[START OF Data for this exercise]
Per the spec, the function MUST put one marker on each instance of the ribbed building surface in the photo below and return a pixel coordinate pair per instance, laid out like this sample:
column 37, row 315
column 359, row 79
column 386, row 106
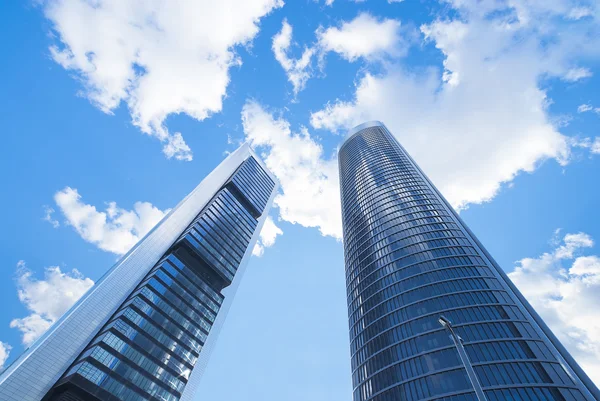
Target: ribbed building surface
column 409, row 259
column 140, row 333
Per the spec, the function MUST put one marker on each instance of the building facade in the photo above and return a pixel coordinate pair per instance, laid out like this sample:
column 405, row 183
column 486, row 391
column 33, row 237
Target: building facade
column 146, row 329
column 409, row 260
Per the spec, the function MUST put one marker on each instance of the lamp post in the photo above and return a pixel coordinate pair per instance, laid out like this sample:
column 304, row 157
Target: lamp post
column 458, row 342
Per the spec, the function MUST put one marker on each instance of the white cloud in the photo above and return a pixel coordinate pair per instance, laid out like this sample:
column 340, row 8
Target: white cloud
column 116, row 230
column 4, row 353
column 47, row 299
column 297, row 70
column 580, row 12
column 268, row 234
column 564, row 288
column 481, row 121
column 584, row 108
column 365, row 36
column 298, row 162
column 48, row 212
column 575, row 74
column 596, row 146
column 157, row 57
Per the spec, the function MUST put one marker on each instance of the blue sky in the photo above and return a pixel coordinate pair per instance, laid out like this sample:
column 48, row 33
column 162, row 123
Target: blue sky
column 112, row 113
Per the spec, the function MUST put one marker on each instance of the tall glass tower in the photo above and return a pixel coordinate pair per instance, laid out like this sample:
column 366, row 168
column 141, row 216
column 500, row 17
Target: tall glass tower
column 145, row 330
column 409, row 260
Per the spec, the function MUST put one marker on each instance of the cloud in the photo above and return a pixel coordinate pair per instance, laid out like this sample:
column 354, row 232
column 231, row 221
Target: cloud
column 482, row 120
column 580, row 12
column 4, row 353
column 115, row 230
column 564, row 288
column 268, row 234
column 297, row 70
column 48, row 212
column 298, row 162
column 156, row 57
column 47, row 299
column 365, row 36
column 576, row 74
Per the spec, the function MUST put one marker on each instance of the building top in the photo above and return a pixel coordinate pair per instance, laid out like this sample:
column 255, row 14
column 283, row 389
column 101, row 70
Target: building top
column 352, row 132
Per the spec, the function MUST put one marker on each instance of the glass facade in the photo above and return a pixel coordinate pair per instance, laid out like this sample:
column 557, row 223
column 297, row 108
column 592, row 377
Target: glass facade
column 148, row 348
column 143, row 332
column 409, row 259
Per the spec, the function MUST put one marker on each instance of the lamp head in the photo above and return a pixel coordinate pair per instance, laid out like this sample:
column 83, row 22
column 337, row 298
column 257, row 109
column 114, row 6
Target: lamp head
column 444, row 322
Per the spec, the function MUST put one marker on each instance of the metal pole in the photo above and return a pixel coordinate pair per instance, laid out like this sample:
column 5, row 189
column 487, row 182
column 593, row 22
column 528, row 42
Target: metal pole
column 458, row 342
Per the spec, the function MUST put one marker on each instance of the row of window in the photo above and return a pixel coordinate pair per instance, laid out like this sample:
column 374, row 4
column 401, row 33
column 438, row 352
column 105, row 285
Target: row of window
column 400, row 239
column 535, row 394
column 353, row 234
column 489, row 351
column 104, row 381
column 397, row 231
column 418, row 389
column 475, row 314
column 200, row 246
column 406, row 369
column 133, row 318
column 386, row 288
column 369, row 196
column 138, row 360
column 395, row 228
column 394, row 334
column 526, row 372
column 180, row 282
column 204, row 319
column 132, row 376
column 371, row 179
column 398, row 270
column 423, row 254
column 373, row 216
column 464, row 315
column 152, row 346
column 140, row 312
column 254, row 183
column 425, row 203
column 197, row 327
column 147, row 348
column 400, row 249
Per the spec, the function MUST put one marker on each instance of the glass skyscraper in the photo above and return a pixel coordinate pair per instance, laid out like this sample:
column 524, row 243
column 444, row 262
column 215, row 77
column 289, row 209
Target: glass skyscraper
column 409, row 260
column 142, row 332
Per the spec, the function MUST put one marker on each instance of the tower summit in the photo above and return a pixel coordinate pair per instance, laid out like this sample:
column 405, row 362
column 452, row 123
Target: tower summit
column 411, row 264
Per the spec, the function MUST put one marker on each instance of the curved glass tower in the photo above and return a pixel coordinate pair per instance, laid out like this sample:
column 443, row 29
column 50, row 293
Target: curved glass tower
column 409, row 260
column 145, row 331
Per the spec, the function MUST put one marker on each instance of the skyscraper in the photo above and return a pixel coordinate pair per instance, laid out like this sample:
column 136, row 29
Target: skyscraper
column 142, row 332
column 410, row 259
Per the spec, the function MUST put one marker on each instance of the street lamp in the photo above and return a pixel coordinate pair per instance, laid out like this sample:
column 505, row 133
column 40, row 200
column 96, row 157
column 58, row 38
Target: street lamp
column 458, row 342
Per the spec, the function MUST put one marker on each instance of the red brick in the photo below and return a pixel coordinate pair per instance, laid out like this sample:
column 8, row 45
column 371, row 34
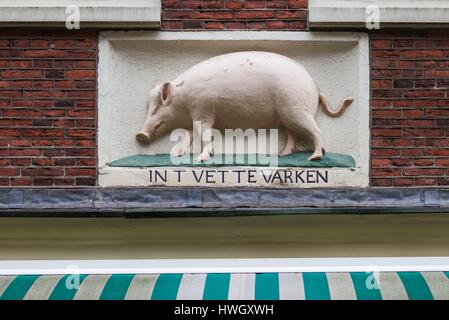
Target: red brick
column 234, row 4
column 298, row 4
column 250, row 4
column 207, row 4
column 81, row 74
column 384, row 182
column 425, row 182
column 44, row 53
column 423, row 172
column 403, row 182
column 255, row 15
column 419, row 54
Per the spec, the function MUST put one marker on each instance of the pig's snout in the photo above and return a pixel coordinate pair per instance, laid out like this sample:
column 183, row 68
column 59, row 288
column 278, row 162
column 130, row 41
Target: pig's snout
column 143, row 137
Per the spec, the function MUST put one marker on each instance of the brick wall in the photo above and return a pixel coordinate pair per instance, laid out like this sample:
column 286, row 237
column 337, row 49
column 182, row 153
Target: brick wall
column 234, row 15
column 410, row 108
column 47, row 107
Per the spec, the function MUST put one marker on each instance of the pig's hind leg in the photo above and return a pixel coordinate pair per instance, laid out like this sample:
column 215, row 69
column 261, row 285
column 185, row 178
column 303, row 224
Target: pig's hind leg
column 289, row 145
column 303, row 123
column 204, row 129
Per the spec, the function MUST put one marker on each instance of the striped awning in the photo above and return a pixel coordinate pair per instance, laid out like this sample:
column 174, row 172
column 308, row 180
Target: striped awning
column 226, row 286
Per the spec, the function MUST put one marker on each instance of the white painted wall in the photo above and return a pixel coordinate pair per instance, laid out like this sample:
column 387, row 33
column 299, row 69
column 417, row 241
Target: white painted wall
column 131, row 62
column 352, row 12
column 144, row 13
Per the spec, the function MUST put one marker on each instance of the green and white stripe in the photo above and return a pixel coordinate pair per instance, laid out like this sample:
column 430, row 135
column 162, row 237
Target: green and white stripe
column 230, row 286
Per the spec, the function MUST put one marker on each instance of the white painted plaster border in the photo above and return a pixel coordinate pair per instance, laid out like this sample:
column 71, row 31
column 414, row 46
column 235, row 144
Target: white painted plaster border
column 352, row 12
column 111, row 13
column 133, row 176
column 142, row 266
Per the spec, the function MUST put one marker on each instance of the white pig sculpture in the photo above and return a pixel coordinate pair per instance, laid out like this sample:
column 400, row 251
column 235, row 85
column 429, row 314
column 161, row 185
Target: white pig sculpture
column 259, row 90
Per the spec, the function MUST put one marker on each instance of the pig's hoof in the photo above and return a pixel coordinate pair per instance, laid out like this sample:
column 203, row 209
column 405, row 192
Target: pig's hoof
column 315, row 157
column 202, row 157
column 177, row 153
column 286, row 152
column 143, row 137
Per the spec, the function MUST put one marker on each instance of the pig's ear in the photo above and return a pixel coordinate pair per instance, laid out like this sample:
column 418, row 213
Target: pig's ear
column 166, row 93
column 156, row 83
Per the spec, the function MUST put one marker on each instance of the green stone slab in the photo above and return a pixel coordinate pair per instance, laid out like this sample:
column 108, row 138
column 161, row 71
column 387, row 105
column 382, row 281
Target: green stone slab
column 298, row 159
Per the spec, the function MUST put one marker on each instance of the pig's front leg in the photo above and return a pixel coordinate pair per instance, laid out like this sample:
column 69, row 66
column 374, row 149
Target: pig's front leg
column 204, row 128
column 184, row 148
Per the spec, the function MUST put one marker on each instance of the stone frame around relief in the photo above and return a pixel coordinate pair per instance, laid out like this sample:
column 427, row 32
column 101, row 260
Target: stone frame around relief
column 126, row 67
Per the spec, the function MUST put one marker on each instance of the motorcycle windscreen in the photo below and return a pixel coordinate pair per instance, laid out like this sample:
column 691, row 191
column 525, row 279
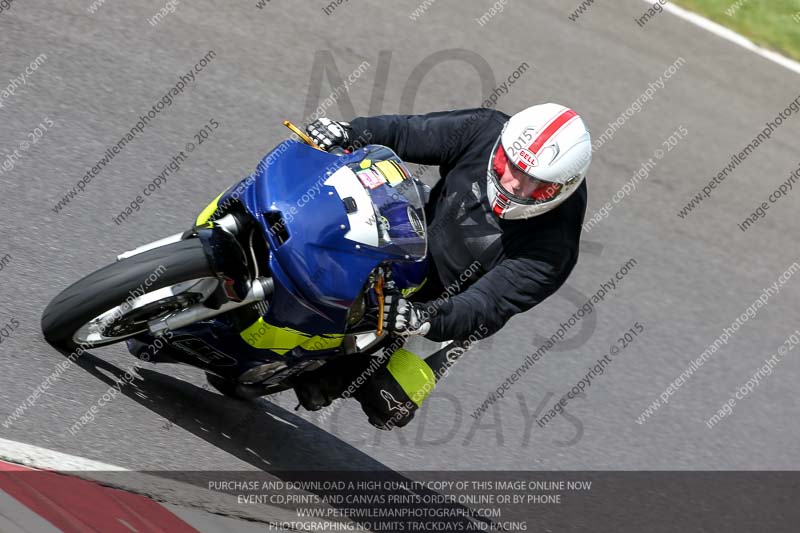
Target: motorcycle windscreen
column 399, row 214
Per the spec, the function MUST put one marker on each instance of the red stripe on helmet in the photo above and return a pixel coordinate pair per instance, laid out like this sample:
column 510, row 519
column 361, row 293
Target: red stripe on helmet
column 560, row 121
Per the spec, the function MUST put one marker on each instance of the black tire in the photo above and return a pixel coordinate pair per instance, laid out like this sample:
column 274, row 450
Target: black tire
column 112, row 285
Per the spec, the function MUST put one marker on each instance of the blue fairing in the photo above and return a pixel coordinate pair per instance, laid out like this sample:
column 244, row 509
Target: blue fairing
column 318, row 272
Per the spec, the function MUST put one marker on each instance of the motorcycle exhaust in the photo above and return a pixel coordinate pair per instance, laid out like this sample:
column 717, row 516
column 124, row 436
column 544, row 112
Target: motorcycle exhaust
column 260, row 289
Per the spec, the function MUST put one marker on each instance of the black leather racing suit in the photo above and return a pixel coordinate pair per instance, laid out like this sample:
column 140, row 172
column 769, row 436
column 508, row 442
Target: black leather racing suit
column 493, row 268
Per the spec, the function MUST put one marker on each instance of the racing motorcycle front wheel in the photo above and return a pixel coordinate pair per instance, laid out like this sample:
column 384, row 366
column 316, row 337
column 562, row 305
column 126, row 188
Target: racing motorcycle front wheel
column 117, row 301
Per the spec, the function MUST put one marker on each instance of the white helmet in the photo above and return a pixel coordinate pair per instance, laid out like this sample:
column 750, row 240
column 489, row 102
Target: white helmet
column 539, row 160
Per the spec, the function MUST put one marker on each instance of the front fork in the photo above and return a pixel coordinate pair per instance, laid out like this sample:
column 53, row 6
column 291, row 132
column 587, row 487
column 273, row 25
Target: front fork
column 229, row 262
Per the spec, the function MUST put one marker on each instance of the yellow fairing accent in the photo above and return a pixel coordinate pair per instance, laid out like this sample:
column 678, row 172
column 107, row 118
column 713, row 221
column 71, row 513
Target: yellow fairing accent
column 411, row 290
column 413, row 374
column 206, row 213
column 280, row 340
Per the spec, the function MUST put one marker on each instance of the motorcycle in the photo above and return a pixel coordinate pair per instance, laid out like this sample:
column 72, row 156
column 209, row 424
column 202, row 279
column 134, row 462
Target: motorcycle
column 279, row 274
[END OF Data for this exercise]
Retype, line for line, everything from the line containing "the motorcycle in" down to the end of the rows above, including both ends.

Per the spec, the function MUST put one marker on each instance of the motorcycle in the photo above and return a pixel coordinate pair per instance, laid out like this sample:
column 72, row 156
column 209, row 424
column 202, row 279
column 134, row 462
Target: motorcycle
column 279, row 274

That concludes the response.